EXTRAIT À LIRE:
Suite du grand entretien que nous a accordé Tristan Pfaff, pépite du (encore jeune) piano français, à la fois réputé pour sa virtuosité mais soucieux de ne pas s’y réduire, célébré pour ses disques dix-neuviémistes mais salué pour son penchant vingtiémiste marqué par des disques Beffa et Kabalevski mémorables. À trente-huit ans, avec huit disques au compteur dont le tout récent Valses de Chopin pour AdVitam, des centaines de concerts claqués dans plus de trente pays, c’est avec un regard lucide, amusé et volontiers intranquille que le musicien nous expose – en douze épisodes, s’il-vous-plaît – sa vision du métier et du rôle de musicien, son credo artistique et ses espoirs les plus foufous, ses projets avoués et quelques-uns de ses secrets.

ENTRÉES DU CORPUS:

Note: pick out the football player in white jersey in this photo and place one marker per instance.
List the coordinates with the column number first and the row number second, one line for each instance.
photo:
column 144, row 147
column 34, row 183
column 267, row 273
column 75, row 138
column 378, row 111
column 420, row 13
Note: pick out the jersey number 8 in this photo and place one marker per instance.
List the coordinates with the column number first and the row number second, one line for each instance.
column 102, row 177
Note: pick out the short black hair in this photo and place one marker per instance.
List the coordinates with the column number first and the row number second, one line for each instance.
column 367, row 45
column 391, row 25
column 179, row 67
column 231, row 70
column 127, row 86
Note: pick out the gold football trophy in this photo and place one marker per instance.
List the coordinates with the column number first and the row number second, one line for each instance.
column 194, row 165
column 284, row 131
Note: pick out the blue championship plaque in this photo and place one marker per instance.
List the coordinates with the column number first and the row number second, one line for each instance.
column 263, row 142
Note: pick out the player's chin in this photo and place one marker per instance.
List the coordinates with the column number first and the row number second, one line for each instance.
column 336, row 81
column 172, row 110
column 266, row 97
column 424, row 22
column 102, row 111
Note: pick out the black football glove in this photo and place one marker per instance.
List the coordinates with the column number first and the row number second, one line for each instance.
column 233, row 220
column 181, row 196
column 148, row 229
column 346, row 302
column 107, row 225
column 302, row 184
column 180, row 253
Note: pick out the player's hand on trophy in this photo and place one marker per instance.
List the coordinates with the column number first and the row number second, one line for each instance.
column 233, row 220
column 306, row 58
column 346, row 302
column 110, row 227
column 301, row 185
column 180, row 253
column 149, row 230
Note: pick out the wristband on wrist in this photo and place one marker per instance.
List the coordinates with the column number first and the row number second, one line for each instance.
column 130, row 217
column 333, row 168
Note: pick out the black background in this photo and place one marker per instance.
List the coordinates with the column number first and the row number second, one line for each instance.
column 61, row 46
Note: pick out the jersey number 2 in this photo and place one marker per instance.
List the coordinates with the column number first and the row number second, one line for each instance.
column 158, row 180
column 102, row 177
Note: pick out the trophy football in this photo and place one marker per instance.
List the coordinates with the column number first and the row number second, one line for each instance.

CONSIGNE A: Traduisez en anglais cette phrase de l'extrait sur Tristan Pfaff : « Suite du grand entretien que nous a accordé Tristan Pfaff, pépite du (encore jeune) piano français, à la fois réputé pour sa virtuosité mais soucieux de ne pas s’y réduire, célébré pour ses disques dix-neuviémistes mais salué pour son penchant vingtiémiste marqué par des disques Beffa et Kabalevski mémorables. »
CONSIGNE B:
Répondez aux questions suivantes d'après l'extrait sur Tristan Pfaff :
(i) Quels compositeurs sont associés aux disques qui marquent son penchant vingtiémiste ?
(ii) Pour quel label est paru son disque Valses de Chopin ?
(iii) En combien d'épisodes l'entretien est-il présenté ?
CONSIGNE C: Recopiez, s'il vous plaît, le passage de l'extrait sur Tristan Pfaff allant de « Suite du grand » jusqu'à « de ses secrets. ».

RÉSULTAT FINAL A: Continuation of the long interview that Tristan Pfaff gave us, a gem of (still young) French piano, known for his virtuosity yet careful not to be reduced to it, celebrated for his nineteenth-century recordings yet praised for his leaning toward the twentieth century, marked by memorable Beffa and Kabalevsky albums.

RÉSULTAT FINAL B:
(i) Beffa et Kabalevski.
(ii) AdVitam.
(iii) En douze épisodes.

RÉSULTAT FINAL C:
Suite du grand entretien que nous a accordé Tristan Pfaff, pépite du (encore jeune) piano français, à la fois réputé pour sa virtuosité mais soucieux de ne pas s’y réduire, célébré pour ses disques dix-neuviémistes mais salué pour son penchant vingtiémiste marqué par des disques Beffa et Kabalevski mémorables. À trente-huit ans, avec huit disques au compteur dont le tout récent Valses de Chopin pour AdVitam, des centaines de concerts claqués dans plus de trente pays, c’est avec un regard lucide, amusé et volontiers intranquille que le musicien nous expose – en douze épisodes, s’il-vous-plaît – sa vision du métier et du rôle de musicien, son credo artistique et ses espoirs les plus foufous, ses projets avoués et quelques-uns de ses secrets.